**SOURCE PASSAGE:**
________

Side-by-side coverage and gaps

Side-by-side coverage today

The harness page holds the model constant and reads the difference between rows as harness loss. Two model families currently have enough profiles wired up to read that delta:

Sonnet 4.6 (three paths, no clean comparison yet). - claude-native-sonnet-4-6 — Claude Code's own CLI, no fiz involvement. 15 attempts, 0 real reps in the latest sweep (all invalid_setup). - fiz-harness-claude-sonnet-4-6 — fiz wraps the Claude Code CLI. 202 attempts, 0 real reps (same blocker). - fiz-openrouter-claude-sonnet-4-6 — fiz's built-in agent loop talking to Sonnet through OpenRouter. 199 attempts, 15 real reps, 22.2 % pass@1 on the partial openai-cheap cell (3 of 11 unique tasks solved any-rep).

________

**EXTRACTED INFORMATION:**
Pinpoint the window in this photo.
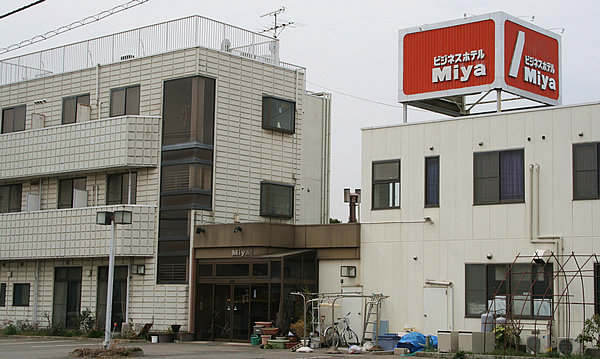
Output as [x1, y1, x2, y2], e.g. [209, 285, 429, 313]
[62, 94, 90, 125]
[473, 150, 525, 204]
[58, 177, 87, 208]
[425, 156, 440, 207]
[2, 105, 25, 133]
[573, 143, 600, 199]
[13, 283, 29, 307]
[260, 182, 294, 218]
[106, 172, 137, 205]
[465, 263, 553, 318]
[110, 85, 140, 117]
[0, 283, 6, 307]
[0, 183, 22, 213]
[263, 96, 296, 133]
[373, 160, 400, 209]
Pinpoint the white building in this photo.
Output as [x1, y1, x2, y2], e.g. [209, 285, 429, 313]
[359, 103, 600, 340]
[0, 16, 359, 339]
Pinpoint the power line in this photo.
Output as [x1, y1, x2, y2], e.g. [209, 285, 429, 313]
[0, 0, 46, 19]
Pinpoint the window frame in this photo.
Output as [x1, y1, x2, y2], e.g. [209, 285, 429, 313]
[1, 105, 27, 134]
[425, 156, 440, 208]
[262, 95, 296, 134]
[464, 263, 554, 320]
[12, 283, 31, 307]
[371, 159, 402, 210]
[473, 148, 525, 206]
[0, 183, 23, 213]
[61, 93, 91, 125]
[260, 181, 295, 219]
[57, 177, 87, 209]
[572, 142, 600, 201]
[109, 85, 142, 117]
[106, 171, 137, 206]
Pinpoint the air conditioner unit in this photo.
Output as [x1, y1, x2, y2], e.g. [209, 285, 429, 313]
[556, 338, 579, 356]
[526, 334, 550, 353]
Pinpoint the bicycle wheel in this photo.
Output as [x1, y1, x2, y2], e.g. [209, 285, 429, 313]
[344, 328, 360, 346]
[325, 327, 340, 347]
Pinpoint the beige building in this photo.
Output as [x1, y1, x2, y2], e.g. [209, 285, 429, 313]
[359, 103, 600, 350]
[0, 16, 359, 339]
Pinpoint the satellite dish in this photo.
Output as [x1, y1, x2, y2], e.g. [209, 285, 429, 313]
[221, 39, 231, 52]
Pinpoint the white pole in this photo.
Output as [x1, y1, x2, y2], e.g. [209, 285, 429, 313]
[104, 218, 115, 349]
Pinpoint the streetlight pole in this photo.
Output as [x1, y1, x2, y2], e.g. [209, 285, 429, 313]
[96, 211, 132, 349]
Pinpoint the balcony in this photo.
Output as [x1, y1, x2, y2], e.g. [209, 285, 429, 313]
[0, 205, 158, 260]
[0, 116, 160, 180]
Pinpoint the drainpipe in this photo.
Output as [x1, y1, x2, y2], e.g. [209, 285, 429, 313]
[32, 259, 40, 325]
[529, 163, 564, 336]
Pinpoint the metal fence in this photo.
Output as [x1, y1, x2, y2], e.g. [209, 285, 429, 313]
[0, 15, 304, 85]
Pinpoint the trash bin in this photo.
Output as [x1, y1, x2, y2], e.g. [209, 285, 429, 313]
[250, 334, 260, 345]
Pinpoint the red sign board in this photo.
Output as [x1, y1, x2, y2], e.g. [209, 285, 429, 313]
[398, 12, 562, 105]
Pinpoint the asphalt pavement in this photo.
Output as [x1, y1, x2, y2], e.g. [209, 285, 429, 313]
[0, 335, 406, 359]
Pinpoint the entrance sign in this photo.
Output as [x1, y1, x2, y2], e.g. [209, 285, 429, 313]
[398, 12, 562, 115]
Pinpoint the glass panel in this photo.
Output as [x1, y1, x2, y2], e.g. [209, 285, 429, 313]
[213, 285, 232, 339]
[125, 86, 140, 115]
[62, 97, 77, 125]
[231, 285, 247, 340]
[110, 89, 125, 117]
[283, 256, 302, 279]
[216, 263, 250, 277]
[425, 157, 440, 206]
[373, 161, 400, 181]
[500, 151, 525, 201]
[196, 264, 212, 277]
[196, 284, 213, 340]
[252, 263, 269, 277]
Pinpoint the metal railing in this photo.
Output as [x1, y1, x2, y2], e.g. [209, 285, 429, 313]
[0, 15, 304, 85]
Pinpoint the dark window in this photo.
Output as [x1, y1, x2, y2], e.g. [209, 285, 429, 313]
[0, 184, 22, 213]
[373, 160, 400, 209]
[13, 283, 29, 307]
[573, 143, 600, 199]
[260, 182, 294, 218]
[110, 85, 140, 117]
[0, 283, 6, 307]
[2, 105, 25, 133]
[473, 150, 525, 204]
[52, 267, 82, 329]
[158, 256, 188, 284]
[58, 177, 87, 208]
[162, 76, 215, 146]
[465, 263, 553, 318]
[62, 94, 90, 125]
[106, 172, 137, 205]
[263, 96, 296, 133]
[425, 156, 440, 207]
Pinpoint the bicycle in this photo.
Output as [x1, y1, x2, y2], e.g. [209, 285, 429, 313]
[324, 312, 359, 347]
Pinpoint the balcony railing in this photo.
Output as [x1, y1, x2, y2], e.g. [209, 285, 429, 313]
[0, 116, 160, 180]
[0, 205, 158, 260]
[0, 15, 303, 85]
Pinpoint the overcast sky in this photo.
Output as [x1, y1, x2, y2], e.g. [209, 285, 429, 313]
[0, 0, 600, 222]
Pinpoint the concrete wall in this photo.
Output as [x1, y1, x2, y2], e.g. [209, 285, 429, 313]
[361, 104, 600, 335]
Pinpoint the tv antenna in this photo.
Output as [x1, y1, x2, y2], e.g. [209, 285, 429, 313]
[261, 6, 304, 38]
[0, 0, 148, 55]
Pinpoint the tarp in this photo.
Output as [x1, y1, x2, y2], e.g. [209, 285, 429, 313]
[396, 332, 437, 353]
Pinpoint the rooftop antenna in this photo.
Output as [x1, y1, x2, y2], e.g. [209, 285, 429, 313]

________

**PROMPT 1:** Give every profile name listed in the side-by-side coverage notes.
**PROMPT 2:** Pick up the side-by-side coverage notes after their last sentence and carry them on.

**EXERCISE RESPONSE 1:**
claude-native-sonnet-4-6
fiz-harness-claude-sonnet-4-6
fiz-openrouter-claude-sonnet-4-6

**EXERCISE RESPONSE 2:**
The only row currently producing graded data is the OpenRouter built-in path. Until the two CLI-wrapping profiles get past invalid_setup, we cannot put a number on Claude Code's harness loss versus fiz's loop on Sonnet — the comparison we most want to make and the one most blocked.

GPT-5.4-mini (three paths, partial side-by-side). - codex-native-gpt-5-4-mini — Codex CLI native, only 1 of 3 canary tasks attempted but 100 % pass@k on what it touched (very small sample). - fiz-harness-codex-gpt-5-4-mini — fiz wraps Codex. 202 attempts, 0 real reps. Reports pass@1 15.3% from the binary success path even though no token-level data flowed. - fiz-openrouter-gpt-5-4-mini — fiz's built-in loop direct to OpenRouter. 199 attempts, 14 real reps, 6.7 % pass@k on the partial cell. - gpt-5-4-mini-openrouter — older fiz built-in profile, 100 % pass@k on a 3-task canary only.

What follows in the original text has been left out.